[Items from a labeling collection]
++++
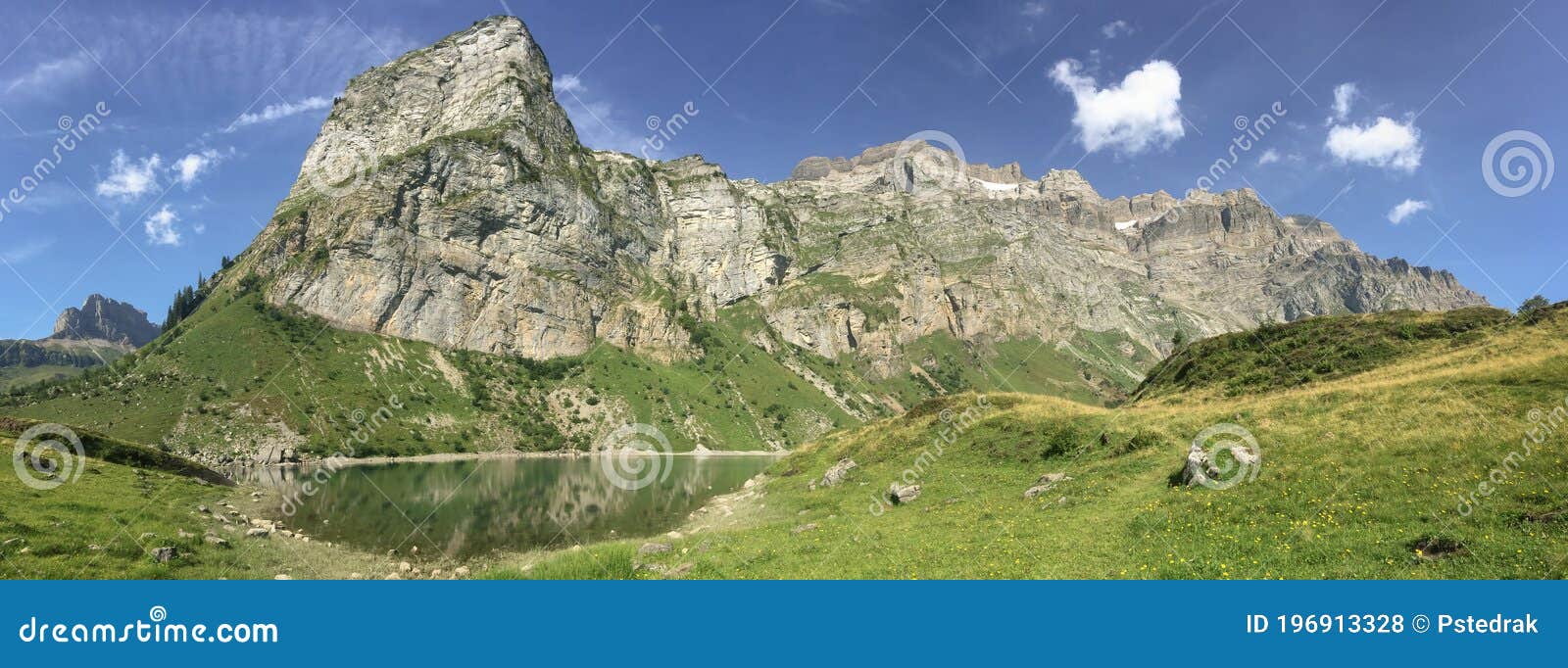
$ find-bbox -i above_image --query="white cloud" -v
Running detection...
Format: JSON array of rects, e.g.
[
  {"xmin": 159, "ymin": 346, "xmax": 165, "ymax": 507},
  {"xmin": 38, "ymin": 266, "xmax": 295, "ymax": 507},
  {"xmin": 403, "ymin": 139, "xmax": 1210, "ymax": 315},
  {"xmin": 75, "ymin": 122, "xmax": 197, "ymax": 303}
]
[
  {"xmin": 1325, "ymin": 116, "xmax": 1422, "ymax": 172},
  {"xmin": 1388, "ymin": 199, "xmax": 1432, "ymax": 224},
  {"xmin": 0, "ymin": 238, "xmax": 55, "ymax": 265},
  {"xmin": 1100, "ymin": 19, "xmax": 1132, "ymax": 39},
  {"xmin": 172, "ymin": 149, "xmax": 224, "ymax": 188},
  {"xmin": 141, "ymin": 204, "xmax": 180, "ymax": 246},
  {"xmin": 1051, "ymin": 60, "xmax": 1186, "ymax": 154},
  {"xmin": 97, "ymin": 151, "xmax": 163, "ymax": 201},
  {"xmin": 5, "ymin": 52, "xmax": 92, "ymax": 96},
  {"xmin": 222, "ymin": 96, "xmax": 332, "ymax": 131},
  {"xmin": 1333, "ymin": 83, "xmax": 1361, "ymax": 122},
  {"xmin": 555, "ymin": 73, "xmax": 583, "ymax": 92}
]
++++
What needs to be done: Reproduce the lines above character for character, omitting the picture.

Output below:
$ find-bbox -i above_image --query="white cloud" -v
Running detection...
Format: JSON array of rects, e.g.
[
  {"xmin": 159, "ymin": 346, "xmax": 165, "ymax": 507},
  {"xmin": 38, "ymin": 266, "xmax": 295, "ymax": 507},
  {"xmin": 403, "ymin": 139, "xmax": 1210, "ymax": 315},
  {"xmin": 75, "ymin": 122, "xmax": 197, "ymax": 303}
]
[
  {"xmin": 1325, "ymin": 116, "xmax": 1422, "ymax": 172},
  {"xmin": 1388, "ymin": 199, "xmax": 1432, "ymax": 224},
  {"xmin": 0, "ymin": 238, "xmax": 55, "ymax": 265},
  {"xmin": 1100, "ymin": 19, "xmax": 1132, "ymax": 39},
  {"xmin": 172, "ymin": 149, "xmax": 224, "ymax": 188},
  {"xmin": 141, "ymin": 204, "xmax": 180, "ymax": 246},
  {"xmin": 1051, "ymin": 60, "xmax": 1186, "ymax": 154},
  {"xmin": 97, "ymin": 151, "xmax": 163, "ymax": 201},
  {"xmin": 5, "ymin": 52, "xmax": 92, "ymax": 96},
  {"xmin": 222, "ymin": 96, "xmax": 332, "ymax": 131},
  {"xmin": 1333, "ymin": 83, "xmax": 1361, "ymax": 122},
  {"xmin": 555, "ymin": 73, "xmax": 583, "ymax": 92}
]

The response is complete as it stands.